─── Excerto para ler ───

Texto 1: "A XX tem como objetivo apresentar produtos inovadores e que se diferenciem pela qualidade. Somos uma empresa que propõe um serviço completo, com total compromisso de qualidade.
Acreditamos que a única forma das empresas se diferenciarem dos seus concorrentes passa por apostar na qualidade, produtividade e satisfação dos clientes, tornando-se mais eficientes no caminho da liderança.
A nossa experiência profissional permite-nos prestar os serviços com o rigor desejado pelos nossos clientes, indo ao encontro dos seus objetivos".
Texto 2: "Somos uma empresa que se dedica a ajudar os nossos clientes a tirar o máximo proveito das oportunidades disponíveis para melhorar os seus negócios. Com mais de XX anos de experiência, a nossa equipa de especialistas trabalha com empresas de todos os tamanhos e setores, oferecendo soluções personalizadas e inovadoras.
O nosso objetivo é ser um parceiro confiável e proativo. Por isso, trabalhamos de perto com os nossos clientes, conhecendo as suas necessidades e desafios, para propor soluções à medida que atendam aos seus objetivos".
E a resposta é... não interessa. Porque, como deve ter constatado, os dois são equivalentes - e igualmente maus.

─── Dados em análise ───

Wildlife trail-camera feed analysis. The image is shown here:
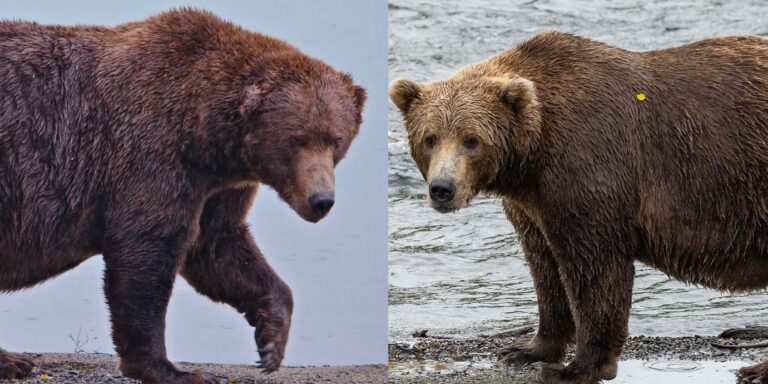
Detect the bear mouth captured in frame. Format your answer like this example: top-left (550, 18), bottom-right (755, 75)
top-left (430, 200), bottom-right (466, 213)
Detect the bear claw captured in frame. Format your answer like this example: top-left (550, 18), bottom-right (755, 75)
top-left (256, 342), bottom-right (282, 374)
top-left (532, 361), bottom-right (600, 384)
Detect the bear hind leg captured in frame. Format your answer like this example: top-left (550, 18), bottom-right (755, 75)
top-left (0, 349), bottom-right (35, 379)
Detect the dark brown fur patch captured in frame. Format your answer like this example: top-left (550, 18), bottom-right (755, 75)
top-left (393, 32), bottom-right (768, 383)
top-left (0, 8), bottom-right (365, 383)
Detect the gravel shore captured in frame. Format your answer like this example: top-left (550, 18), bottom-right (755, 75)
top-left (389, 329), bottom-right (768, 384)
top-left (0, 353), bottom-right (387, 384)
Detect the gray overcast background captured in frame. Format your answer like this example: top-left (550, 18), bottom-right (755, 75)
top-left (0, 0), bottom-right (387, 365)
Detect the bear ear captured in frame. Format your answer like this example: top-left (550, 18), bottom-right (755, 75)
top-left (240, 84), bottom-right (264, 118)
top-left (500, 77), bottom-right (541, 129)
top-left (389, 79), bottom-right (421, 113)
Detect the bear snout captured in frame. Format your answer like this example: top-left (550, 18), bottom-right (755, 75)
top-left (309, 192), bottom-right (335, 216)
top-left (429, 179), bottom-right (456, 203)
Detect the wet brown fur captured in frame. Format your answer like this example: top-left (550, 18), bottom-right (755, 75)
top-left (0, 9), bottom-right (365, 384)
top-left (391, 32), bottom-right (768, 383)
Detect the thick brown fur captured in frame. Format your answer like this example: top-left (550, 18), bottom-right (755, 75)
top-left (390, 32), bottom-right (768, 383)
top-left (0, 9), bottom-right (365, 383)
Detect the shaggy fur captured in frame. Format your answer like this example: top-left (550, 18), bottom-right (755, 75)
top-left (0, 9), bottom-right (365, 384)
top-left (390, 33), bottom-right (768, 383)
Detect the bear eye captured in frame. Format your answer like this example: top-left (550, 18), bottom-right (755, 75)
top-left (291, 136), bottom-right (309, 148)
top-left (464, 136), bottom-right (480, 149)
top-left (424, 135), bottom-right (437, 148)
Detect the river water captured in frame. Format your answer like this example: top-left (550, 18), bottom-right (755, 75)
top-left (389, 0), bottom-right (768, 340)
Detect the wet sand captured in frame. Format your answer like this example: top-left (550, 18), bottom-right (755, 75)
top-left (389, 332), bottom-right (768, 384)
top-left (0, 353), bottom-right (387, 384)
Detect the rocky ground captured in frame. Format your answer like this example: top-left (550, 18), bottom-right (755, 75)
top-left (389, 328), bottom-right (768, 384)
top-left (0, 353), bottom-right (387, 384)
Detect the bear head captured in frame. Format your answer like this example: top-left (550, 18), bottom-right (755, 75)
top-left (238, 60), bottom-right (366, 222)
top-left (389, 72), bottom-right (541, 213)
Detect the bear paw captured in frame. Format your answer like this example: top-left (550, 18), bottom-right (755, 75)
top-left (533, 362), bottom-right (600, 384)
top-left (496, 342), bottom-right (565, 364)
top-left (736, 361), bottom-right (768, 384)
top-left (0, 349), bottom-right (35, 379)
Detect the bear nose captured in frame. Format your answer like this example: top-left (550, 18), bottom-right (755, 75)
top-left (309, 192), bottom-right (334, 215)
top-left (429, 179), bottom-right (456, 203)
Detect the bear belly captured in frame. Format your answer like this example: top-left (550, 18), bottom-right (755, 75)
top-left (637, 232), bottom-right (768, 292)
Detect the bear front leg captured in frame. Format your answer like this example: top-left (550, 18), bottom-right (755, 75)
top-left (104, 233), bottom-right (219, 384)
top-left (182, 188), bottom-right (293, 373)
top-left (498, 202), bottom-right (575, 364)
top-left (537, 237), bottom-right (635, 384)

───

[Aplique a leitura]:
a: Indique os fatores em que, segundo o Texto 1 do excerto sobre textos de apresentação de empresas, as empresas devem apostar para se diferenciarem dos concorrentes.
b: Na última frase do excerto sobre textos de apresentação de empresas, como são qualificados os dois textos?
c: Escreva a continuação do excerto sobre textos de apresentação de empresas, começando depois da última frase.
Não é preciso consultar as linhas.

[Lista de respostas]:
a: Qualidade, produtividade e satisfação dos clientes.

b: São considerados equivalentes e igualmente maus.

c:
Ambos podiam ter sido escritos por máquinas. E, num certo sentido, ambos foram. Uma das máquinas percorreu em segundos a internet, reuniu os clichés que encontrou e escreveu um texto igual ao de milhares de concorrentes. Já a outra - um ser humano a agir como um robô, só que bem mais devagar - fez a mesma coisa.
Desta experiência tirei duas conclusões. A primeira: as máquinas podem ser incríveis a imitar um humano. A outra é que alguns humanos - especialmente na comunicação entre empresas - têm andado a imitar as máquinas. A comunicar de forma automática. Mecânica. Chata.
O problema desse tipo de comunicação é que do outro lado da linha não há máquinas. Há seres humanos - que, como as máquinas, no entanto, também vêm equipados com alguns automatismos. Um deles é o que nos faz desligar quando vemos comunicação que é mais do mesmo: repetitiva e cheia de clichés. Inversamente, o que "liga" os humanos é a surpresa. A emoção. A diferença. Ingredientes que faltam, tantas vezes, na comunicação B2B.
Tornar essa comunicação, efetivamente, "Human to Human", implica dotá-la de algumas capacidades que as máquinas, mesmo as mais espertas, ainda não têm.
Máquinas, como sabemos, são ótimas a executar depressa ações mecânicas que nós, humanos, só conseguimos fazer devagar. Compilar dados, por exemplo. É o que faz a inteligência artificial ser capaz de prever, com base num histórico, como uma audiência reagirá a algum tipo de comunicação.
É algo muito útil, mas tem um problema: em muitas situações estes dados não estarão disponíveis. Nessas alturas, nós, humanos, continuamos a ter uma vantagem sobre a máquina. Nascemos equipados com um sensor, por ora só nosso, que permite antecipar instantaneamente as reações dos nossos semelhantes com base nas nossas próprias reações. Chama-se empatia. E é essencial para a comunicação, seja com consumidores, seja com "empresas".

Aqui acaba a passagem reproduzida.